▶ [WHAT YOU SHOULD DO]:
Copy the part of the rows that opens with the line containing "tag the clear" and closes with the end of the rows, swapping "Marked at" for "Located at" and leaving everything else unchanged.

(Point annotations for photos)

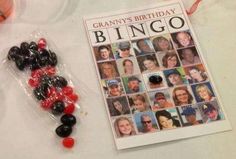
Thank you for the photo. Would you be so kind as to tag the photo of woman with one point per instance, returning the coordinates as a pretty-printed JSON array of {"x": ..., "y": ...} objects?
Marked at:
[
  {"x": 196, "y": 74},
  {"x": 182, "y": 96},
  {"x": 161, "y": 43},
  {"x": 124, "y": 127},
  {"x": 118, "y": 106},
  {"x": 148, "y": 63},
  {"x": 203, "y": 92},
  {"x": 170, "y": 60}
]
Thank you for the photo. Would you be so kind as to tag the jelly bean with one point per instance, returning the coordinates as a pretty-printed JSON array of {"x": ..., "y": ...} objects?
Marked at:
[
  {"x": 68, "y": 119},
  {"x": 59, "y": 81},
  {"x": 58, "y": 107},
  {"x": 68, "y": 142},
  {"x": 69, "y": 109}
]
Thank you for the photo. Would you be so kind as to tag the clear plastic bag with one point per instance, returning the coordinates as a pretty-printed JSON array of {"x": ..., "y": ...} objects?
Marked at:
[{"x": 36, "y": 66}]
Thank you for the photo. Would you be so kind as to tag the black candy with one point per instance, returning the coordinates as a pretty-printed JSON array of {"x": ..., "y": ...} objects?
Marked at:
[
  {"x": 63, "y": 130},
  {"x": 24, "y": 46},
  {"x": 155, "y": 79},
  {"x": 41, "y": 92},
  {"x": 58, "y": 107},
  {"x": 13, "y": 53},
  {"x": 46, "y": 80},
  {"x": 68, "y": 119},
  {"x": 59, "y": 81},
  {"x": 44, "y": 57},
  {"x": 33, "y": 45},
  {"x": 52, "y": 59},
  {"x": 20, "y": 63}
]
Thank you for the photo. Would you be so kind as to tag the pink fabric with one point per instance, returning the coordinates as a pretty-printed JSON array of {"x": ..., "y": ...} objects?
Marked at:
[{"x": 193, "y": 7}]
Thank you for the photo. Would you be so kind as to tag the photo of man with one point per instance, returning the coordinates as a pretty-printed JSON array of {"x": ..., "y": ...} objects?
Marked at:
[
  {"x": 123, "y": 50},
  {"x": 211, "y": 112},
  {"x": 174, "y": 77},
  {"x": 133, "y": 84},
  {"x": 114, "y": 88}
]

▶ [THE ANSWER]:
Thank you for the photo. Would you be so kind as to tag the clear plastic bag with one point per instance, returning the coordinates as a pretty-printed JSON array of {"x": ..., "y": ...} objects?
Located at:
[{"x": 36, "y": 66}]
Thank you for the photo. Would you be so kind as to tag the black candy with one point per instance, returning the coordinates as a pretty-printed JSON array of {"x": ..., "y": ...} objects?
Located at:
[
  {"x": 63, "y": 130},
  {"x": 24, "y": 46},
  {"x": 155, "y": 79},
  {"x": 41, "y": 92},
  {"x": 58, "y": 107},
  {"x": 13, "y": 53},
  {"x": 46, "y": 80},
  {"x": 68, "y": 119},
  {"x": 59, "y": 81},
  {"x": 44, "y": 57},
  {"x": 33, "y": 45},
  {"x": 52, "y": 59},
  {"x": 20, "y": 63}
]
Thank you for the photo. Would you be so kind as to tag the pink fabric with one point per instance, returning the coordinates as a pretty-printed JSON array of {"x": ..., "y": ...} objects?
Located at:
[{"x": 193, "y": 7}]
Thank you for the photo. Would you be so kind as to tag the photo of man with one point per instance, returning the coordinates as a pretty-printed JSON array of {"x": ..., "y": ...} objects?
Located at:
[
  {"x": 123, "y": 50},
  {"x": 211, "y": 112},
  {"x": 174, "y": 77},
  {"x": 133, "y": 84},
  {"x": 114, "y": 88}
]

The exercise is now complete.